_ВЫБРАННЫЙ ОТРЫВОК_.
>>>>
Переболев обидой, я внял совету и отправился в литературную студию при Московской писательской организации и горкоме ВЛКСМ. Кстати, устроиться туда было не просто, но я еще в школе был комсомольским активистом и завел кое-какие связи в верхах. А поэтам, как инвалидам, начальники помогают охотно. Меня взяли. Располагалась студия почему-то в Доме политпросвещения на улице Володарского, ныне Гончарной. Семинары там вели крупнейшие тогдашние поэты, прозаики, драматурги, критики, переводчики: Евгений Винокуров, Борис Слуцкий, Алексей Арбузов, Юрий Трифонов, Александр Рекемчук… Даже студенты Литинститута бегали к нам «обсуждаться», считая, что у нас уровень повыше.
Я попал в семинар Вадима Витальевича Сикорского – поэта, может быть, и не крупного, но чрезвычайно профессионального и образованного. Он был из литературной семьи, дружил с сыном Марины Цветаевой Муром, пропавшим на войне. Ему же судьба назначила вынимать в Елабуге из петли великую Марину. Сикорский был высок, плечист и с орлиным интересом поглядывал на юных поэтесс. Будучи опытным бильярдистом, мэтр часто с гордостью говорил нам: «Я первый кий Союза писателей!». – Причем слово «кий» произносил с неким не совсем бильярдным оттенком. Женат он был неоднократно и всю жизнь втайне писал эротико-антисоветский роман «Дикомерон».
В нашем семинаре собралось десятка два начинающих поэтов и поэтесс, не считая нескольких обязательных в таком месте рифмующих шизофреников. Кто-то так потом и сгинул без всякого литературного результата, но многие стали настоящими профессионалами. Иных уже нет в живых. Признанный лидер нашего семинара Ефим Зубков, автор песни про пароход детства, повесился в 1976 году в собственном туалете. Его строчку про женские ноги, прорастающие в весенней толпе, отметил Вознесенский. Замечательный и явно недооцененный поэт Евгений Блажеевский, любимец Сикорского, умер от водки в конце 1990-х. Многие помнят его стихотворение «По дороге в Загорск», ставшее романсом:
И слова из романса «Мне некуда больше спешить»
<<<<
_ПРЕДОСТАВЛЕННЫЕ СТРОКИ_.
>>>>
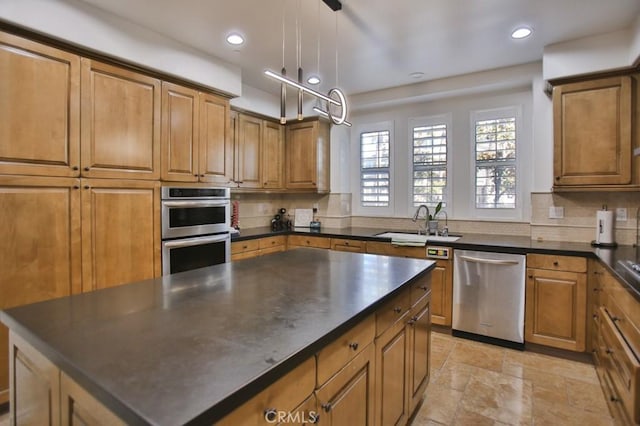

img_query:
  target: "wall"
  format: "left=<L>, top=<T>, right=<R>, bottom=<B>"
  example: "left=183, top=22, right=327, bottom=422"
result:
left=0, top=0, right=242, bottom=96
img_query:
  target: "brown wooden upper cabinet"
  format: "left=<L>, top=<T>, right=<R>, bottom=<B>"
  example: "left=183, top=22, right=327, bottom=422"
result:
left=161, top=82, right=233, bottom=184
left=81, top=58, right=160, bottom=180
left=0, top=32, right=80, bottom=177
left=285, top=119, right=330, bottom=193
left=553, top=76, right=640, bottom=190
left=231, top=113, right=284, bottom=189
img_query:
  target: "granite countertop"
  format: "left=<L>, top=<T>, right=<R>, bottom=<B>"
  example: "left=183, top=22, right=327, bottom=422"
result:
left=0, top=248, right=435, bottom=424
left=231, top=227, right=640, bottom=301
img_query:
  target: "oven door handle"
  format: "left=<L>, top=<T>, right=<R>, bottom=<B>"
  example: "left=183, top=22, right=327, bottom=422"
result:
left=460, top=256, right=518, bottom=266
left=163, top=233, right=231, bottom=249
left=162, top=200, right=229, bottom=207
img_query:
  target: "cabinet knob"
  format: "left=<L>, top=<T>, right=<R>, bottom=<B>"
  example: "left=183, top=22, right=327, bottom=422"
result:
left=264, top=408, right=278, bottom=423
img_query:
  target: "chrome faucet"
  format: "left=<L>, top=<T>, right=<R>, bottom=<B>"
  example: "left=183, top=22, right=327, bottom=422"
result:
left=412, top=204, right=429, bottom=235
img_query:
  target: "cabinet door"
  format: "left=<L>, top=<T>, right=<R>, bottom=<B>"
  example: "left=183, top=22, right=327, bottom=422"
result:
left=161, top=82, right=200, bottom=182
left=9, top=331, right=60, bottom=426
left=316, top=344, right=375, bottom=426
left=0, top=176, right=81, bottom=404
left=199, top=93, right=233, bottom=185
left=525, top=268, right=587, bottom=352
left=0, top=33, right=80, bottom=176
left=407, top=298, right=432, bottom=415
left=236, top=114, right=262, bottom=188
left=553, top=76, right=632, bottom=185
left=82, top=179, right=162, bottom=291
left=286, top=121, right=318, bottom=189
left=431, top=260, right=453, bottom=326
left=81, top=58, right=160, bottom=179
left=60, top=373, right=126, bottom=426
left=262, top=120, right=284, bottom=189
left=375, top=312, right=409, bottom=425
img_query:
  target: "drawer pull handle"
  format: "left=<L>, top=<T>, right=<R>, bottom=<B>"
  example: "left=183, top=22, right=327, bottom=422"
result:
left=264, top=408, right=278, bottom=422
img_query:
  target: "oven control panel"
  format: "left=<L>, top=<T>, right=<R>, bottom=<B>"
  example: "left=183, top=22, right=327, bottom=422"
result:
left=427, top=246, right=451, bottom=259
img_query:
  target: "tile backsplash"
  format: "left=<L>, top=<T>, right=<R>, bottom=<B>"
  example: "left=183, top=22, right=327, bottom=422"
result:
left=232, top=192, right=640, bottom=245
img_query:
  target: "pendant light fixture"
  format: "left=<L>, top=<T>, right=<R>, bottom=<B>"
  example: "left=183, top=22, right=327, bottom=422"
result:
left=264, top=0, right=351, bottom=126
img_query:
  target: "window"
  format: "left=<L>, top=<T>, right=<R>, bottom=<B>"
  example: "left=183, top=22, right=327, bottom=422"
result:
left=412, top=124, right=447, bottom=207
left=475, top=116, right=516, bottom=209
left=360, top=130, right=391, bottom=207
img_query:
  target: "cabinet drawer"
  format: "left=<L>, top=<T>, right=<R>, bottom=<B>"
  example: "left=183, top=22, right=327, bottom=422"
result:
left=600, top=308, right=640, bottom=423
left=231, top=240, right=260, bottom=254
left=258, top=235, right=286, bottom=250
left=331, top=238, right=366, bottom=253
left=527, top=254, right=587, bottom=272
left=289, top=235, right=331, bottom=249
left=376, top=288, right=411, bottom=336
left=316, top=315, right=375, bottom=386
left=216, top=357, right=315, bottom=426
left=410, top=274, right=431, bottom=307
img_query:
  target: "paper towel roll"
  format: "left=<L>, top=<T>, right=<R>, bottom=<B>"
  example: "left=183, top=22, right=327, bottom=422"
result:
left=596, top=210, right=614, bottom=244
<<<<
>>>>
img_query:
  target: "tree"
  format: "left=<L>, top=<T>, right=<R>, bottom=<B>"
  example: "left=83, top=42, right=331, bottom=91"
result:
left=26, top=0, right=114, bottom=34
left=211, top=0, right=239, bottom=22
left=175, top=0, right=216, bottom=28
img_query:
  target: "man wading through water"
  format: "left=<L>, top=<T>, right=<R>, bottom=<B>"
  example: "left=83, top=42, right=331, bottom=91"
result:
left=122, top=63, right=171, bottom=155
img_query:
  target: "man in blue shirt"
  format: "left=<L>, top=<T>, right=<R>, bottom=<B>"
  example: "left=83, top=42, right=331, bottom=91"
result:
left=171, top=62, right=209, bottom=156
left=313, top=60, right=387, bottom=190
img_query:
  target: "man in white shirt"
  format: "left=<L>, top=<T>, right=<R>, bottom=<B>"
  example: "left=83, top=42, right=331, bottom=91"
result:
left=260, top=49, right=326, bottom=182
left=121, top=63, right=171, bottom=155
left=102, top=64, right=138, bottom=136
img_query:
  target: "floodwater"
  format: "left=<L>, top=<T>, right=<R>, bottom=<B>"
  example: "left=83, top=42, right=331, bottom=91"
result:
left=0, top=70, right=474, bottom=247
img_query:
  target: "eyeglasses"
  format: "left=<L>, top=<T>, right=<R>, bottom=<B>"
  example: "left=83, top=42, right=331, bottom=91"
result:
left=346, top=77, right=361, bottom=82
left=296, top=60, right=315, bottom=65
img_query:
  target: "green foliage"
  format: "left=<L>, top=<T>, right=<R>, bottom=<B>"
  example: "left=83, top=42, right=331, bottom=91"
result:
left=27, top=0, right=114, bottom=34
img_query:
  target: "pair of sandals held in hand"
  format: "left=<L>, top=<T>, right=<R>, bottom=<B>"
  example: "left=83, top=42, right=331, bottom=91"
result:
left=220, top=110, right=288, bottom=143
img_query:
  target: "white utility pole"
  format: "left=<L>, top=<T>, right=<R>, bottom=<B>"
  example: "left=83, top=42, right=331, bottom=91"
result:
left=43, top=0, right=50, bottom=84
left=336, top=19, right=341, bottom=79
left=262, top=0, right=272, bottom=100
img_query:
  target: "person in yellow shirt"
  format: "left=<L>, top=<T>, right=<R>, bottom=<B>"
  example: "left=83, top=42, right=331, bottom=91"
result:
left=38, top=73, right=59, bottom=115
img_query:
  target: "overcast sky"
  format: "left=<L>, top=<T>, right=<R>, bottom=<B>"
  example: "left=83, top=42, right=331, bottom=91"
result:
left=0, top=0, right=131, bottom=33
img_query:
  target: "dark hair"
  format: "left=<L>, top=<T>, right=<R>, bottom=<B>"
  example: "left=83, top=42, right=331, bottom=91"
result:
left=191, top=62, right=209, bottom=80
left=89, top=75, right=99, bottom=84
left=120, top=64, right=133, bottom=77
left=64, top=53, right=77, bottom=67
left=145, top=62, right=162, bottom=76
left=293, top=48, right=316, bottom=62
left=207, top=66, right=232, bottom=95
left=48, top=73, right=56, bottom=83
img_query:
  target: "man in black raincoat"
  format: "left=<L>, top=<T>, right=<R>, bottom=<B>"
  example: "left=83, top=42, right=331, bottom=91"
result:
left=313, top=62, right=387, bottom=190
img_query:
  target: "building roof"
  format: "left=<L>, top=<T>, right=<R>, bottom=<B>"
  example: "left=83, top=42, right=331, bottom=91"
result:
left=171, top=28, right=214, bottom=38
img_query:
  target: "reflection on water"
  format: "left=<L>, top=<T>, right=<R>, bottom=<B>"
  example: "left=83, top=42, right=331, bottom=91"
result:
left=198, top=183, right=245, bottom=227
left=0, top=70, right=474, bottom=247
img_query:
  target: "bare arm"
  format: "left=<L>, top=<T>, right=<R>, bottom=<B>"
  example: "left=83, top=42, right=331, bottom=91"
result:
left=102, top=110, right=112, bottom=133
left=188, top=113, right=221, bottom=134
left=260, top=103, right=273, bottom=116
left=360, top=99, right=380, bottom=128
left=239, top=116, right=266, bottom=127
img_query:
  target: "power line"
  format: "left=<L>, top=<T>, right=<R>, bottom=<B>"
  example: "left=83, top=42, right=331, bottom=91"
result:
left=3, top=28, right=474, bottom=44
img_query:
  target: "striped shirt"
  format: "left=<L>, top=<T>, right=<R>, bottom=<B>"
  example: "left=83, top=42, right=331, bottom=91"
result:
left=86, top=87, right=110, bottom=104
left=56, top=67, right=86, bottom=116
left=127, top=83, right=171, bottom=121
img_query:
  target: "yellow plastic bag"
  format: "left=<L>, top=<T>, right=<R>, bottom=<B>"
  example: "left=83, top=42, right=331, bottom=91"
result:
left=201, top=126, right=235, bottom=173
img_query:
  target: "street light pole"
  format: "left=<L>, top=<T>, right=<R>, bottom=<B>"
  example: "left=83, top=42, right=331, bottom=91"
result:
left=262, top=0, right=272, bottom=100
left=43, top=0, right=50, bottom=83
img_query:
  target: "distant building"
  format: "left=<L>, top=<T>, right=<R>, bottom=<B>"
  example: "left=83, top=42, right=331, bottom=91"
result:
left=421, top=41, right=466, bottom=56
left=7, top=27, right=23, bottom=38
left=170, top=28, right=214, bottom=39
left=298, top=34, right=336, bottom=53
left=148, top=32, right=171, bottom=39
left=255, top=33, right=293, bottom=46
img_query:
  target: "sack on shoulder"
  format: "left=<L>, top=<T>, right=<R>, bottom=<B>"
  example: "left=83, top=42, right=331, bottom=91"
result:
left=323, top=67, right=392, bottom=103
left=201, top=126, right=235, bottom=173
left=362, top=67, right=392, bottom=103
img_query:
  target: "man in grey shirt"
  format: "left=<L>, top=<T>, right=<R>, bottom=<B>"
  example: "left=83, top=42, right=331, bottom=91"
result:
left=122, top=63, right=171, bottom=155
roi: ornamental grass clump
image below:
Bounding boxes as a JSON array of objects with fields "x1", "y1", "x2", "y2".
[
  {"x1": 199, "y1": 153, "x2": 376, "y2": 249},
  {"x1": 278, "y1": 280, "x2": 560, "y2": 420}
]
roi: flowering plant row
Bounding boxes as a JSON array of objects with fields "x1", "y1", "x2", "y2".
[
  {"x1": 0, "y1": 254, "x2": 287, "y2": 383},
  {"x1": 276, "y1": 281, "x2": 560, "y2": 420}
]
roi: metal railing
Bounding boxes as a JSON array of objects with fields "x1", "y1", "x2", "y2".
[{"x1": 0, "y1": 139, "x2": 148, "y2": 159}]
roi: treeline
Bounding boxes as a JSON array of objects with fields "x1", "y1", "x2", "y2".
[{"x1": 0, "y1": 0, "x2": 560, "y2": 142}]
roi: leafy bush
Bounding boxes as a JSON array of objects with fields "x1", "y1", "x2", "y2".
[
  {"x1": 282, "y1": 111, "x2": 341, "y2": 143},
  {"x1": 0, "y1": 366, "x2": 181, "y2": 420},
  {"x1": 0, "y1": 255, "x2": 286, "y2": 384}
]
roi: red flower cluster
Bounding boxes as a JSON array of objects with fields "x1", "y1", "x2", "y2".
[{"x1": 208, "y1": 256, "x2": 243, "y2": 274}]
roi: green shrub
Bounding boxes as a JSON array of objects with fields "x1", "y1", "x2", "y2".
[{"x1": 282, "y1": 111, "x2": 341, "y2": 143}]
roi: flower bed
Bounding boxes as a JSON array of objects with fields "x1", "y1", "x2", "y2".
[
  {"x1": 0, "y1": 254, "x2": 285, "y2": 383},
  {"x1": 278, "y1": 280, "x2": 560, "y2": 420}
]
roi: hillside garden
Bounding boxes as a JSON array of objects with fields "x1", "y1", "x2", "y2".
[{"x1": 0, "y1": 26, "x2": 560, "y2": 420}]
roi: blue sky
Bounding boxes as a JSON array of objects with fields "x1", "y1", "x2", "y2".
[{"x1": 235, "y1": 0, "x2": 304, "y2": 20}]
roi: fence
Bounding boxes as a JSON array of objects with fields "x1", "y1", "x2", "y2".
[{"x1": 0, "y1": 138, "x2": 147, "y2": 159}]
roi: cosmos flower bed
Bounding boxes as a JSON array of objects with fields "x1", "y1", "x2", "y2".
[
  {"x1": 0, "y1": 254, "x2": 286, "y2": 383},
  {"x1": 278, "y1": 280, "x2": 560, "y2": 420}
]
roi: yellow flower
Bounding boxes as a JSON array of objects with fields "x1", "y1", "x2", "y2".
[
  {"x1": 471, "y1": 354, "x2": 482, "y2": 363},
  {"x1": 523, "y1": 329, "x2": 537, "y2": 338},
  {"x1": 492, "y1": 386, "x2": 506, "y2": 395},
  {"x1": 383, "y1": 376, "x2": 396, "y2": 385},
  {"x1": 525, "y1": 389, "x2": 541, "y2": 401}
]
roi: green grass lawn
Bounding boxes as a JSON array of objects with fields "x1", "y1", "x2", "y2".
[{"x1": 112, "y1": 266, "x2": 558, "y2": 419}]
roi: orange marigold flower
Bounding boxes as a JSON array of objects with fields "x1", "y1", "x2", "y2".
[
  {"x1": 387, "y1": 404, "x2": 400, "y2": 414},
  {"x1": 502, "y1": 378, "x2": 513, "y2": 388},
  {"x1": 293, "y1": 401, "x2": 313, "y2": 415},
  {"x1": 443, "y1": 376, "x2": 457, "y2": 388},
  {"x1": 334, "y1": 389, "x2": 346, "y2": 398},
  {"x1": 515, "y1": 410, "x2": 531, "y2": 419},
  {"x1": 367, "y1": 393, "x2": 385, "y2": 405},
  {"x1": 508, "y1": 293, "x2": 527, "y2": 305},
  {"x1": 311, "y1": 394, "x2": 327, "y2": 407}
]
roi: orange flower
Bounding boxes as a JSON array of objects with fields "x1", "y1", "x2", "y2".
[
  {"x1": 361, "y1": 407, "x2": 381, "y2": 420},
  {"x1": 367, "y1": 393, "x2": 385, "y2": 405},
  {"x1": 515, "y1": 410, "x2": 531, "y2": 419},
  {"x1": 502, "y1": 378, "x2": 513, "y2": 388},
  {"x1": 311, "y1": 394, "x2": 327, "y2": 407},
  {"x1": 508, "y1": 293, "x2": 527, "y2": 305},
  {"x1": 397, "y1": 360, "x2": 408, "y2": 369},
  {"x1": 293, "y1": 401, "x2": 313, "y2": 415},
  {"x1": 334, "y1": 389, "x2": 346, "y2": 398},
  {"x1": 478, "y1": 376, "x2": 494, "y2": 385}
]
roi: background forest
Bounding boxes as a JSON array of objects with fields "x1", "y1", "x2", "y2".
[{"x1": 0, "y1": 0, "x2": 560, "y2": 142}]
<<<<
>>>>
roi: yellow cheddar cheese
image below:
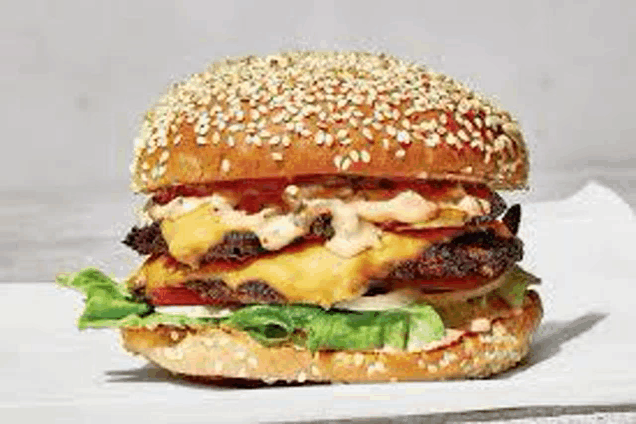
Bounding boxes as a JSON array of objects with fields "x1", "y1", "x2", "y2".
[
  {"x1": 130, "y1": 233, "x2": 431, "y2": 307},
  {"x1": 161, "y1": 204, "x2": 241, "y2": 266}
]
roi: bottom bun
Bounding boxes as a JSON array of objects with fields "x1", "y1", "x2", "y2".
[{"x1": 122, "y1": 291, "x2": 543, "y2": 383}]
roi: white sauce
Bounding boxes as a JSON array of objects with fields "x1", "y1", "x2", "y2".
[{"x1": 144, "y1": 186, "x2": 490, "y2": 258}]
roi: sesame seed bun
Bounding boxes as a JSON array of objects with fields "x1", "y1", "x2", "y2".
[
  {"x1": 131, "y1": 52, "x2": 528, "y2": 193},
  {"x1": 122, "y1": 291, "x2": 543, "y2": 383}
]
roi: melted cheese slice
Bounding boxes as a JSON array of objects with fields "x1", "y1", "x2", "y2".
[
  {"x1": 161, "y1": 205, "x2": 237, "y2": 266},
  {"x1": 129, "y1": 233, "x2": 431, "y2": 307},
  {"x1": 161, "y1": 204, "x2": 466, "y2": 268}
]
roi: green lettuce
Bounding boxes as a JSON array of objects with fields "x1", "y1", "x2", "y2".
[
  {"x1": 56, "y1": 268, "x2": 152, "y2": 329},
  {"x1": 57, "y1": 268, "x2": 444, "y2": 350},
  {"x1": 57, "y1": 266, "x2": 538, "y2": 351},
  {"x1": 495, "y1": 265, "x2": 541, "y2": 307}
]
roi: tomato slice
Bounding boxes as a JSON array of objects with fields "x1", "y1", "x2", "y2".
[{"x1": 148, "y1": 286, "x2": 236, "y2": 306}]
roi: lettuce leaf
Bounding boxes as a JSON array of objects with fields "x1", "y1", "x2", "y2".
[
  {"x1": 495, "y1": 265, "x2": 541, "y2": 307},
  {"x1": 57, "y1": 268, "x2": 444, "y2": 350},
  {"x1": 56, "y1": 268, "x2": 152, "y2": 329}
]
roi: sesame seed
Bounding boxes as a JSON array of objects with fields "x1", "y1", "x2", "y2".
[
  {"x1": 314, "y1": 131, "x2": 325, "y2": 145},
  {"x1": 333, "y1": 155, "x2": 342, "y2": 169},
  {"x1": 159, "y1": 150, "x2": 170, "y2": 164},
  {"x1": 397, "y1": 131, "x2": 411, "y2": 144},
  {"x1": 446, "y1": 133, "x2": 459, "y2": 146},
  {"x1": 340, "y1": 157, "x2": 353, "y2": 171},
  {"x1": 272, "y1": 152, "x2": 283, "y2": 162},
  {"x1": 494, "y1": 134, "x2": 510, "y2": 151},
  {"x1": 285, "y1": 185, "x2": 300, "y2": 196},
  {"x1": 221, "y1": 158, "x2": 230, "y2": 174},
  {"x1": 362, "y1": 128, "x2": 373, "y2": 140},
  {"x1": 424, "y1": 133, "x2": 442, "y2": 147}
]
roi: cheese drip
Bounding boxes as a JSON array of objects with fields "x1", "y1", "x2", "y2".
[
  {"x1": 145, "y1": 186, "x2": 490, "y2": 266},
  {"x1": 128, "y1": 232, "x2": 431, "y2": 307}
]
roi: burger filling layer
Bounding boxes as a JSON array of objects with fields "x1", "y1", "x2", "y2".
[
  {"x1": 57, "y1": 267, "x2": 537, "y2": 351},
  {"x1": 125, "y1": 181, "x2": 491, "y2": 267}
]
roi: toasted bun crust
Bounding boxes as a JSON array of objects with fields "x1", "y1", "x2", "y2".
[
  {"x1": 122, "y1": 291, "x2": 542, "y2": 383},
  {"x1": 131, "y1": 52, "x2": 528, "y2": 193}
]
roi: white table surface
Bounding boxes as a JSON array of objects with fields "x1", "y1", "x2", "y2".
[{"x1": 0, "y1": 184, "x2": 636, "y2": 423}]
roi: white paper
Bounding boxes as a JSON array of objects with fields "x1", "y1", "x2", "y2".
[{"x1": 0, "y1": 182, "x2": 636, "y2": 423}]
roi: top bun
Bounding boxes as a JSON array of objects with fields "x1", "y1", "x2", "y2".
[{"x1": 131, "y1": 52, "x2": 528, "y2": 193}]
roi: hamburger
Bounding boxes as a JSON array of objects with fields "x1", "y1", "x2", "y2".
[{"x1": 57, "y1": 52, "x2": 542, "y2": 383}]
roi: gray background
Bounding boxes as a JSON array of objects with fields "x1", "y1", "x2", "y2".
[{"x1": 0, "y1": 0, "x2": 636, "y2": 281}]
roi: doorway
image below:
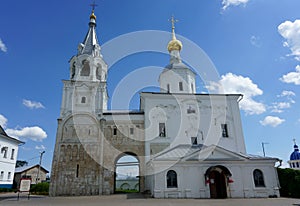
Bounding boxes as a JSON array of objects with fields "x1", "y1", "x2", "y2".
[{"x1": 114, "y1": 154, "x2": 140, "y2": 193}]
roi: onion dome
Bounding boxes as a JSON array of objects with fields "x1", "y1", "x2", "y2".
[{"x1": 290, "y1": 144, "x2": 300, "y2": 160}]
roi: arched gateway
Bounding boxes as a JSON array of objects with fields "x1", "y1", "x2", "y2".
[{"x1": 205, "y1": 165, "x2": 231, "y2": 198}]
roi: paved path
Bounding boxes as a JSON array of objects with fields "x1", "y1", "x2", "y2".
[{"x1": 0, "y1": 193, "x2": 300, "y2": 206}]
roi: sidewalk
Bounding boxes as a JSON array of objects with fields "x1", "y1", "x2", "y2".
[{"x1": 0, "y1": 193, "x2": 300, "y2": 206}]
<<<<
_ЗАДАНИЕ_.
Установите, соответствуют ли выбранному отрывку приведенные ниже утверждения, и ответьте на каждое «да» или «нет», дословно процитировав решающие слова отрывка.
1. Литературная студия размещалась в Доме политпросвещения на улице Володарского.
2. Автором песни про пароход детства был Вадим Сикорский.
3. В семинаре собралось около сотни начинающих поэтов.

_ОТВЕТ НА ЗАДАНИЕ_.
1. Да: «Располагалась студия почему-то в Доме политпросвещения на улице Володарского, ныне Гончарной».
2. Нет: «Признанный лидер нашего семинара Ефим Зубков, автор песни про пароход детства».
3. Нет: «В нашем семинаре собралось десятка два начинающих поэтов и поэтесс».